▸ Фрагмент текста:

┄┄┄┄┄┄

Орынбек Коксебек

Свидетельство из нашей книги «100 свидетельств о лагерях»

Я этнический казах, родился в 1980 году в селе Мойынтал (莫音塔勒村), Тарбагатай (Тачэн塔城), Восточный Туркестан. В 2004 году я переехал в Казахстан, а через год получил казахстанское гражданство. Когда я вернулся в Восточный Туркестан в ноябре 2017 года, меня обвинили в измене за наличие казахстанского гражданства, так как китайский режим не признает двойное гражданство. Сначала меня поместили под домашний арест на два месяца, а затем перевели в лагерь для интернированных. Я был заключен на шесть месяцев, в течение которых меня перемещали между двумя лагерями. После моего освобождения я вернулся в Казахстан 12 апреля 2018 года.

22 ноября 2017 года я снова поехал в Восточный Туркестан, так как мои родственники все еще жили в Тарбагатайском районе, в том числе мой брат. На пограничном посту, когда я показал китайскому офицеру свой казахстанский паспорт для обычной проверки, они изъяли мой паспорт и спросили, где мой китайский паспорт. Я сказал, что у меня его нет, так как я был/являюсь гражданином Казахстана. Они сделали мою фотографию и сказали, что у меня есть двойное гражданство, что, по их словам, является преступлением. Они сообщили, что в системе нет записи об отказе китайского гражданства.

┄┄┄┄┄┄

▸ Перечень строк:
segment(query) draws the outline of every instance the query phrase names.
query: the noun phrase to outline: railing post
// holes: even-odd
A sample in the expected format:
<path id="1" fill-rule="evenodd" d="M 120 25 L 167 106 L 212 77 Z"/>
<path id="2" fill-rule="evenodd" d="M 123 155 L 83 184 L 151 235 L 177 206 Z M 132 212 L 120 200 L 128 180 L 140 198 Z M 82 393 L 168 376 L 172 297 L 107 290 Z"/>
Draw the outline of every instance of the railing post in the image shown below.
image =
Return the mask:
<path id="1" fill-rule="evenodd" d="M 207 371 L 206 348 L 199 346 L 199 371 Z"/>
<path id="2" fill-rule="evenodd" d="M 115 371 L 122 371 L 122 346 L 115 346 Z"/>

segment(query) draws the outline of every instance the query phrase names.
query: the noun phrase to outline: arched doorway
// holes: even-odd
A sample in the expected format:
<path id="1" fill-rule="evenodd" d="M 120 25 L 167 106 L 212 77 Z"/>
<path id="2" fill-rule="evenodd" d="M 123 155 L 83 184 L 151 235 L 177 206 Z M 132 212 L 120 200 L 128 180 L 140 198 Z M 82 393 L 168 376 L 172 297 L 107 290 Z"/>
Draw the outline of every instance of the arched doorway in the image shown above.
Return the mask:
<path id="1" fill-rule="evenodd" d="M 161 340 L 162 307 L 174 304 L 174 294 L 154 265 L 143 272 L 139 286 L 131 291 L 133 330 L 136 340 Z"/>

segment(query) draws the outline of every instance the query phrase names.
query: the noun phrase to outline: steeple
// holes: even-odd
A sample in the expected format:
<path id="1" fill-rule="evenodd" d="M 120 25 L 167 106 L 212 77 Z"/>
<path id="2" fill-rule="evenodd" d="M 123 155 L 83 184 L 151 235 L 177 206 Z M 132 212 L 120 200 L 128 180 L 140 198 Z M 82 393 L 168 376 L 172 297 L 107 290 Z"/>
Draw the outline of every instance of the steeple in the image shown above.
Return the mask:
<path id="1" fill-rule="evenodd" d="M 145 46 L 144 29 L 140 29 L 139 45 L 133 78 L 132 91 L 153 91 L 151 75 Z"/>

┄┄┄┄┄┄

▸ Задание 1:
Ответьте на вопросы по свидетельству:
(a) В каком году родился автор свидетельства?
(b) Какого числа автор вернулся в Казахстан после освобождения?
(c) Что сделали на пограничном посту с казахстанским паспортом автора?
▸ Задание 2: Замените в свидетельстве «пограничном посту» на «контрольно-пропускном пункте» и приведите отрывок от «22 ноября 2017» до «отказе китайского гражданства.».

▸ Итоговый ответ 1:
(a) В 1980 году.
(b) 12 апреля 2018 года.
(c) Его изъяли.

▸ Итоговый ответ 2:
22 ноября 2017 года я снова поехал в Восточный Туркестан, так как мои родственники все еще жили в Тарбагатайском районе, в том числе мой брат. На контрольно-пропускном пункте, когда я показал китайскому офицеру свой казахстанский паспорт для обычной проверки, они изъяли мой паспорт и спросили, где мой китайский паспорт. Я сказал, что у меня его нет, так как я был/являюсь гражданином Казахстана. Они сделали мою фотографию и сказали, что у меня есть двойное гражданство, что, по их словам, является преступлением. Они сообщили, что в системе нет записи об отказе китайского гражданства.